Task to carry out =>
Exact copy, no pictures: set down every entry below as written.

The data =>
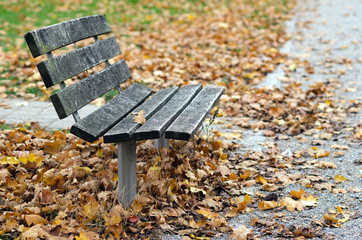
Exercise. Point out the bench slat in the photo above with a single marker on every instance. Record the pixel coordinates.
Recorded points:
(65, 66)
(124, 130)
(100, 121)
(72, 98)
(186, 124)
(158, 123)
(47, 39)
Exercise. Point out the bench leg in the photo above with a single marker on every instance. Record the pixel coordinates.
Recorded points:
(127, 180)
(161, 142)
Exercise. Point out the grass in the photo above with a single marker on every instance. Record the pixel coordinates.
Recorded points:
(20, 16)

Finished task =>
Exercise. Point out the bench slat in the photo above with a single marker on every instance. Record the pixel coordinates.
Recorded points:
(65, 66)
(124, 130)
(100, 121)
(72, 98)
(186, 124)
(158, 123)
(47, 39)
Exercise. Point out the bench leg in the photo above with a single marker on every instance. Record the pixel coordinates.
Recorded points:
(127, 180)
(161, 142)
Exercise. Point out the grass in the photo above with a single marker on every instance. Record the pixel coordinates.
Recorded points:
(20, 16)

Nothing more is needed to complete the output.